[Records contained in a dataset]
═══
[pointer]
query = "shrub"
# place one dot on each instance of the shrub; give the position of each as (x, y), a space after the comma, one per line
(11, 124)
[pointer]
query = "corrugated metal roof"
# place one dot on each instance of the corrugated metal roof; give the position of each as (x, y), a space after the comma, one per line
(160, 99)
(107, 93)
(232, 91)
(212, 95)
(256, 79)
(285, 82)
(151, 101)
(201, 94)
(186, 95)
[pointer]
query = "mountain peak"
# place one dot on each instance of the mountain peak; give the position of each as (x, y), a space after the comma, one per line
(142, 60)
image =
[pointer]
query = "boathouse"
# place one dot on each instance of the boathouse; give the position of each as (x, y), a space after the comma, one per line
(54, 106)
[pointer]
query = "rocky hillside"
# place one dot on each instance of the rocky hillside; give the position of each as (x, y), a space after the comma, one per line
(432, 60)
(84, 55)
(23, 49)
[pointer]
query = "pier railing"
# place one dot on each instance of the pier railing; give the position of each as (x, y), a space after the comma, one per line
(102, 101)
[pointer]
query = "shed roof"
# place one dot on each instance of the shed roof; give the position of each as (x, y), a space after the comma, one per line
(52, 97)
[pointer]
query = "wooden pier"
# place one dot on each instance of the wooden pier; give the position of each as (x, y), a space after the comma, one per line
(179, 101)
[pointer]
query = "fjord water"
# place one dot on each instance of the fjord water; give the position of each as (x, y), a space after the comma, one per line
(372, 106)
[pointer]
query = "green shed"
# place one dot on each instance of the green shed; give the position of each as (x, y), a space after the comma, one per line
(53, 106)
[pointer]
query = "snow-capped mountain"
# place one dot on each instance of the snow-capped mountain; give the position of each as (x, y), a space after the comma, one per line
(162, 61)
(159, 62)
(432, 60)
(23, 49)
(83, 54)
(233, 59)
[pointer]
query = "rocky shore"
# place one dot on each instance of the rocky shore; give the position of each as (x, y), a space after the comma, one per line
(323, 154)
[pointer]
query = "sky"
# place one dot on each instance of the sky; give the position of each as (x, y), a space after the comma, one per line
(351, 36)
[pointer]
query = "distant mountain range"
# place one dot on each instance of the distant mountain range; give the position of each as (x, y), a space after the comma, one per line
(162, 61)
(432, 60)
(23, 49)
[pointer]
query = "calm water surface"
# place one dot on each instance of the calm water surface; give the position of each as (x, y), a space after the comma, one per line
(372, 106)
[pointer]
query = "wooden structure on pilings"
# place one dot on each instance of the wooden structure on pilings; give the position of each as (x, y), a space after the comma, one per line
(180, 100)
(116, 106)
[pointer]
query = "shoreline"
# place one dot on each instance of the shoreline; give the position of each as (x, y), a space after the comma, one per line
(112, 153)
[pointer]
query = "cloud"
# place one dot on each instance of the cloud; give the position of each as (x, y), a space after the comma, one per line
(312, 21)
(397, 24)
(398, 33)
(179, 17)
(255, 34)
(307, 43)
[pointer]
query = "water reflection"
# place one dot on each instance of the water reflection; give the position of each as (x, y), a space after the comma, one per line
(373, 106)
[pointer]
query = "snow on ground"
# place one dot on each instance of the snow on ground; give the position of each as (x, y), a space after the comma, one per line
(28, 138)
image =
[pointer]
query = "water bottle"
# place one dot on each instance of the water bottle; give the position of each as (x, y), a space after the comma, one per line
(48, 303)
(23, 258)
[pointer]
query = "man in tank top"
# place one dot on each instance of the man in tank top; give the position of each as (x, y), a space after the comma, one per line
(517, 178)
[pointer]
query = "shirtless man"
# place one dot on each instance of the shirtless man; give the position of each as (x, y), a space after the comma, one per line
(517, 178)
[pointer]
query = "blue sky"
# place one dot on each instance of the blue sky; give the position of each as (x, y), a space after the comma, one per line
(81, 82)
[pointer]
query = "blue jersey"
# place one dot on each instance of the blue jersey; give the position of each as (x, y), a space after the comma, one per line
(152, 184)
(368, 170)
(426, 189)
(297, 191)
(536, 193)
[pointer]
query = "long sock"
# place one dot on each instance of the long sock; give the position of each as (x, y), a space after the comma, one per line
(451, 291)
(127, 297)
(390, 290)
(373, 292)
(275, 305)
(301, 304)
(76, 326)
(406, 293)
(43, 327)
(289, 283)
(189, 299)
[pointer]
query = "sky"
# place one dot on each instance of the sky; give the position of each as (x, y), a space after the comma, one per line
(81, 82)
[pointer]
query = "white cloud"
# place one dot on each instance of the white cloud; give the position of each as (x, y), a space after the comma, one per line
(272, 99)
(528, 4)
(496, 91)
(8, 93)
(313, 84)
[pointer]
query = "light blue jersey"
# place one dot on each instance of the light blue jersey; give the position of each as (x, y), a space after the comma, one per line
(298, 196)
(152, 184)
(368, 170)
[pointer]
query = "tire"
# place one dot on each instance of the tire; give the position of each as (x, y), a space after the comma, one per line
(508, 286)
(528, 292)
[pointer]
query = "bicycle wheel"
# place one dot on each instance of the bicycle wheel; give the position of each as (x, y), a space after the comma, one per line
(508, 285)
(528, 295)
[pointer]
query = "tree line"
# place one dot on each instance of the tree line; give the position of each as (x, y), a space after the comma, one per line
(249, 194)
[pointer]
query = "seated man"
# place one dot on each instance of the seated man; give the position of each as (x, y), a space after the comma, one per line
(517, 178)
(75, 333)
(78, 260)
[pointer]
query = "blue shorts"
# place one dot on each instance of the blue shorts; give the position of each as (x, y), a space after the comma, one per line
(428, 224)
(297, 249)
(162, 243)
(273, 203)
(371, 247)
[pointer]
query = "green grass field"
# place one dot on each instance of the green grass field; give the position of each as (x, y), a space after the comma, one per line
═══
## WHAT YOU WILL DO
Your reply should consist only of the lines from the one containing "# place one dot on each instance of the light" through the last line of the records, each reproduced exactly.

## ANSWER TO THE PROBLEM
# place one dot on each instance of the light blue jersey; give the position of each as (x, y), a space after the comma, one per line
(298, 196)
(152, 184)
(368, 170)
[pointer]
query = "tire"
# place one dot on each instance of the tire; give the position of each as (x, y), a space after the comma, one per line
(508, 286)
(528, 292)
[pointer]
query = "bicycle wheel"
# place one dot on each instance of the bicycle wheel; give the position of each as (x, y), a space after the comma, one per line
(508, 285)
(528, 295)
[pointer]
query = "tree line"
# place one dot on each instance of the tree line; give the position of each as (x, y), a space after the comma, one per line
(249, 194)
[pointer]
query = "seated man"
# place one dot on each instance of the seated man; give the position of each as (x, y), a space after the comma, one per line
(517, 178)
(75, 333)
(78, 260)
[pointer]
query = "blue shorts"
# place one dot on each instance of the blue shorts; give the position of each as (x, y), a space after the comma, one per line
(428, 224)
(297, 249)
(162, 243)
(273, 203)
(371, 247)
[pointer]
query = "green grass field"
# place one dot on each instance of the green grass field; give the position of each as (x, y), a space after the comma, one per line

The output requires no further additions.